TRAVAIL DEMANDÉ.
a) Répondez à ces questions sur la critique du récital de Jonas Kaufmann :
(i) Quel choix, dicté par les dieux, le héros troyen doit-il faire ?
(ii) Que reproche-t-on à l'orchestre qui joue derrière le chanteur ?
(iii) À quel genre d'orchestre Sony aurait-il dû faire appel, d'après l'auteur ?
b) Écrivez la suite de la critique du récital de Jonas Kaufmann, à partir de sa dernière phrase.

TEXTE CHOISI.
———

L’importance du texte, l’articulation et les couleurs du ténor allemand
précisent le profil du héros, amoureux éperdu mais guerrier fidèle à son
destin. Jonas Kaufmann de la seule couleur de son chant fait surgir tout ce
qu’a d’humain l’étoffe du Troyen, et donc l’inhumanité de son choix, dicté
par les dieux : quitter son aimée Didon…
Voilà donc une dernière
scène d’un diseur acteur de première qualité. Irrésistible. Dommage que
l’orchestre derrière lui en fait des tonnes, jouant trop fort, ignorant la
moindre nuance, en un déséquilibre sonore qui à notre avis dessert
terriblement le chanteur. Les limites des instrumentistes et du chef se
dévoilent avec consternation dans la caractérisation des Troyens de Berlioz
justement. Un massacre en règle de l’une des partitions pourtant les plus
raffinées qui soient. Mauvaise prise de son, ou direction tapageuse du chef
requis…? Les deux malheureusement. Dommage que pour se récital de très haut
vol vocal, Sony n’ait pas fait appel à un orchestre sur instrument d’époque
: la science des nuances et l’art du diseur Kaufmann eussent mérité d’emblée
une telle parure instrumentale. D’autant que l’opéra romantique français ne
se borne pas à des effets spectaculaires schématisés, comme nous le souligne
que trop l’orchestre et le chef conviés ici.

———

DONNÉES.
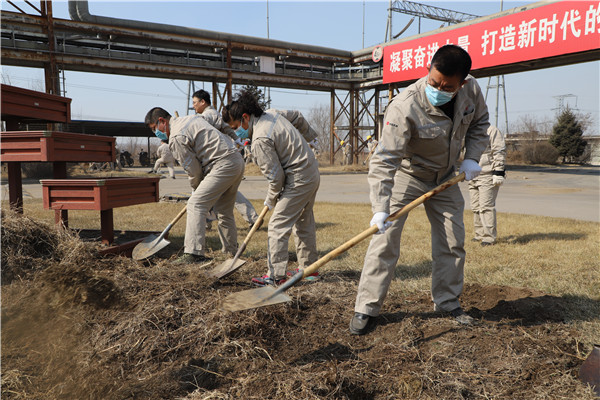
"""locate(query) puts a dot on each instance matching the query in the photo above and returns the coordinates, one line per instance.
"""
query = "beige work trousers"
(170, 166)
(245, 208)
(445, 214)
(483, 196)
(218, 190)
(293, 213)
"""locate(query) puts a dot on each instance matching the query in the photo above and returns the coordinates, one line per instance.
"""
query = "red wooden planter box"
(24, 146)
(18, 103)
(98, 194)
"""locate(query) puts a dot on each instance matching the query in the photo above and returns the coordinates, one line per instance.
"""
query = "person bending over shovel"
(215, 169)
(285, 159)
(424, 129)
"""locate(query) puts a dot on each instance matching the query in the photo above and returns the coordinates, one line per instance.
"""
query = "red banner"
(560, 28)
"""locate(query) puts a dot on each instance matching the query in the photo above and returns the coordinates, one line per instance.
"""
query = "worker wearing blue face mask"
(282, 152)
(424, 130)
(202, 105)
(214, 167)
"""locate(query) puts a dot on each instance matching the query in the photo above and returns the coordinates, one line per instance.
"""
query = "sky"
(335, 24)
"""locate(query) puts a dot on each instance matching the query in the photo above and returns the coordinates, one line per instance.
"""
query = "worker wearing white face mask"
(424, 129)
(214, 168)
(285, 159)
(483, 190)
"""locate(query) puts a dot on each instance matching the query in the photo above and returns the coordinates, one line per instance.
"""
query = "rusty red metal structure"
(99, 194)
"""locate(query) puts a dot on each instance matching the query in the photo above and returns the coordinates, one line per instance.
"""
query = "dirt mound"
(111, 328)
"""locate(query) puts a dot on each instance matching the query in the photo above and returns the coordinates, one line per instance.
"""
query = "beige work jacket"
(197, 145)
(494, 156)
(420, 140)
(282, 153)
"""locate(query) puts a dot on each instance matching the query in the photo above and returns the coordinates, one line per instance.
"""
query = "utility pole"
(561, 102)
(497, 87)
(268, 88)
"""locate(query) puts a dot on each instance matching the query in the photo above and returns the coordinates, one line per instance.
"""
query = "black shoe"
(359, 325)
(462, 317)
(188, 258)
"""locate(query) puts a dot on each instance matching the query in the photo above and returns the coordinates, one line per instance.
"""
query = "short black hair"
(154, 114)
(245, 103)
(202, 95)
(452, 60)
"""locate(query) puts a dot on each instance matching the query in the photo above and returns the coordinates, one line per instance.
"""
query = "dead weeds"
(75, 325)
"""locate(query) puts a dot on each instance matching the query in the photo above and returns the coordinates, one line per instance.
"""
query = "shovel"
(153, 244)
(231, 265)
(268, 295)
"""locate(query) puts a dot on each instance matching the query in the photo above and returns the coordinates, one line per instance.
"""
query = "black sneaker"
(462, 317)
(188, 258)
(359, 325)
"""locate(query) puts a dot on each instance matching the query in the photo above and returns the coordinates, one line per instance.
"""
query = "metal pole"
(497, 98)
(331, 126)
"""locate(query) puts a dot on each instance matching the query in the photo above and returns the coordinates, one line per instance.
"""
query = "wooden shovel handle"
(168, 228)
(373, 229)
(257, 224)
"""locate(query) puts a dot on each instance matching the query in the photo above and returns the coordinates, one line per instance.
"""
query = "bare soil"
(78, 326)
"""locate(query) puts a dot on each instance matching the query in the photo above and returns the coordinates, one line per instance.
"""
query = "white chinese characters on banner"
(558, 28)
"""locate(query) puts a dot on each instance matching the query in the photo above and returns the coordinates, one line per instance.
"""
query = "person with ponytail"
(286, 160)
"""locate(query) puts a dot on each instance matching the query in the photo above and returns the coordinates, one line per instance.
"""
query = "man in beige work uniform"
(423, 132)
(164, 157)
(202, 105)
(215, 169)
(483, 190)
(285, 159)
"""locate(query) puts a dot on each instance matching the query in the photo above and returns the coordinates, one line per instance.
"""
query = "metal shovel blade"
(227, 267)
(150, 246)
(253, 298)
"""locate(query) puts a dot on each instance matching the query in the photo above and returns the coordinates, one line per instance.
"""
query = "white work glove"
(470, 168)
(379, 220)
(497, 180)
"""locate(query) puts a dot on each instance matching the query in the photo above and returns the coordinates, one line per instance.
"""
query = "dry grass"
(77, 325)
(554, 255)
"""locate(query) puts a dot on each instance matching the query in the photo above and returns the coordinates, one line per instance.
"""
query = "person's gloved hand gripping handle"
(379, 220)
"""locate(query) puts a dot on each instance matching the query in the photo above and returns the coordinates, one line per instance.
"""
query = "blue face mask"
(241, 132)
(438, 97)
(160, 134)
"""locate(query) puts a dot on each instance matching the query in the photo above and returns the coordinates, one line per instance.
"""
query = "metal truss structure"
(431, 12)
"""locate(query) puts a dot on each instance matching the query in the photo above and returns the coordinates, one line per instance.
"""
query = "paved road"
(555, 192)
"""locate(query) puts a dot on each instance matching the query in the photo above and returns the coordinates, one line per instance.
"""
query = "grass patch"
(76, 325)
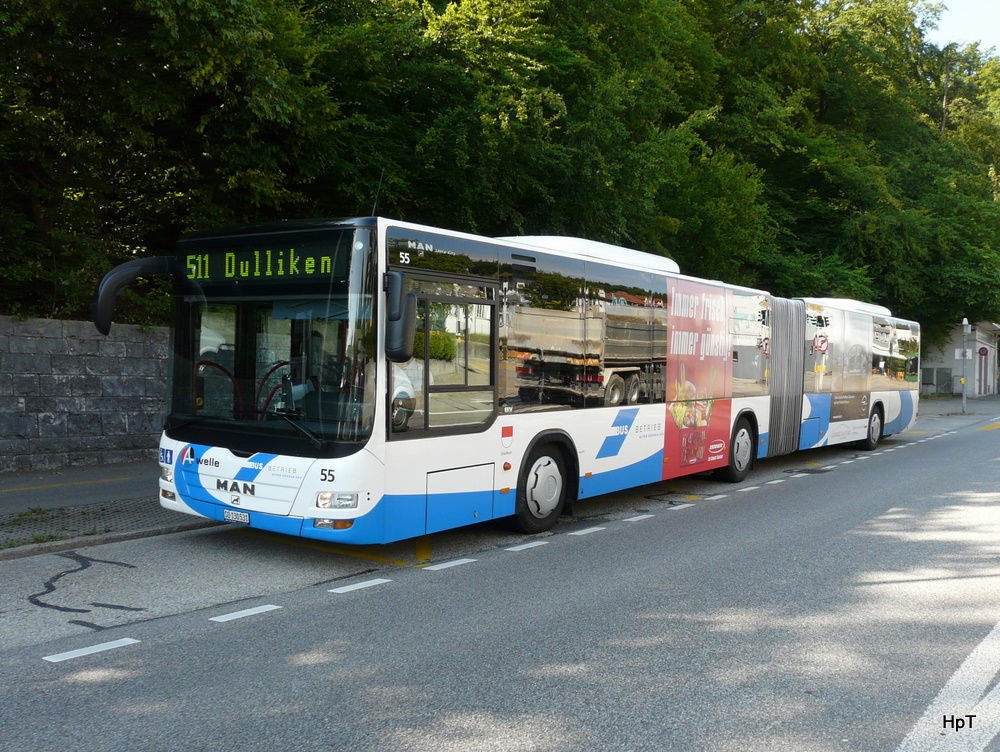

———

RÉPONSES PAR TÂCHE.
a)
(i) Quitter son aimée Didon.
(ii) Il en fait des tonnes : il joue trop fort et ignore la moindre nuance.
(iii) À un orchestre sur instruments d'époque.

b)
Malgré cette réserve, la
tenue du ténor ne perd rien de sa formidable constance dramatique : après
ses précédents récitals Sony, dédiés à Verdi, et à Puccini, Jonas Kaufmann
plus brillant et passionnel que jamais, convainc totalement. Avec une toute
autre direction, et un orchestre plus ciselé comme suggestif, ce nouveau
programme eût été un bonheur absolu. Le sentiment d’un gâchis persiste
cependant… à l’instar de la production d’Otello à Londres, où le plus grand
ténor actuel ne bénéficiait pas d’un écrin orchestral digne de sa subtilité
d’acteur-diseur.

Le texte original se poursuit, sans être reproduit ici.